*** Records for the task ***

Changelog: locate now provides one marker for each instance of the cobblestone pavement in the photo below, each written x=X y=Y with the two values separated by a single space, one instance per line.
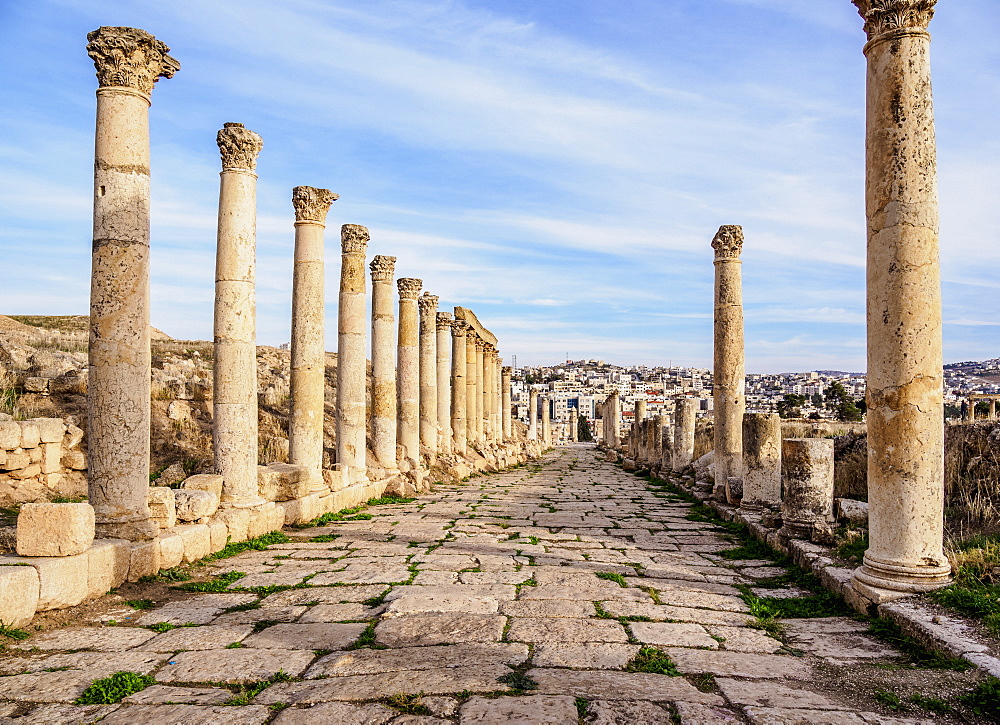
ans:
x=483 y=598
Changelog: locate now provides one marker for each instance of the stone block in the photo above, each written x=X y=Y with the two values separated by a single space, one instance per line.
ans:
x=162 y=506
x=219 y=535
x=31 y=436
x=211 y=482
x=54 y=529
x=50 y=430
x=62 y=580
x=192 y=504
x=10 y=435
x=144 y=559
x=51 y=457
x=197 y=541
x=171 y=549
x=108 y=566
x=73 y=460
x=20 y=586
x=36 y=385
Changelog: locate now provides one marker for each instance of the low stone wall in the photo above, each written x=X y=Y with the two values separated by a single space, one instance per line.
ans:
x=40 y=459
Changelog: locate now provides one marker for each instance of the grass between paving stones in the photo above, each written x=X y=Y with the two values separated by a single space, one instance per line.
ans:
x=653 y=660
x=109 y=690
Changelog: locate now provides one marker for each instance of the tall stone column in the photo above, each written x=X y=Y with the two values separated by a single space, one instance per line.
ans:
x=443 y=322
x=351 y=359
x=506 y=405
x=128 y=62
x=761 y=461
x=235 y=389
x=428 y=372
x=408 y=370
x=383 y=409
x=459 y=389
x=471 y=396
x=546 y=422
x=728 y=372
x=533 y=415
x=905 y=367
x=308 y=364
x=685 y=416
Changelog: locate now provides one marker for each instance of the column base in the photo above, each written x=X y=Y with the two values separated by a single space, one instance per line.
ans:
x=897 y=578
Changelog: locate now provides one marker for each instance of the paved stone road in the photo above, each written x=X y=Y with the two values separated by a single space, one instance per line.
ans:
x=501 y=585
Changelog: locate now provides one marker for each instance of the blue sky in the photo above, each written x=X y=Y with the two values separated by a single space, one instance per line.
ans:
x=560 y=166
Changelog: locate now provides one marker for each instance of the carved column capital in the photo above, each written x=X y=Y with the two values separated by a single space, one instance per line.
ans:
x=311 y=204
x=239 y=146
x=886 y=16
x=409 y=288
x=728 y=242
x=129 y=58
x=353 y=239
x=383 y=268
x=427 y=303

*** End of Records for the task ***

Requirement →
The lines from the one holding "of the blue" to the last line of the entries, both included: retype them exactly and give nothing else.

Written response →
Changelog: locate now provides one marker for each instance of the blue sky in the photo above, each written x=X y=Y with the two values separated by a single space, one instance per line.
ans:
x=560 y=166
Changelog: locate now provides one marker for each instance of the carved column capital in the photo above, each written x=X y=Y with the two values separated by a single space, one instance per line.
ans:
x=311 y=204
x=239 y=146
x=886 y=16
x=409 y=288
x=728 y=242
x=129 y=58
x=353 y=239
x=383 y=268
x=427 y=303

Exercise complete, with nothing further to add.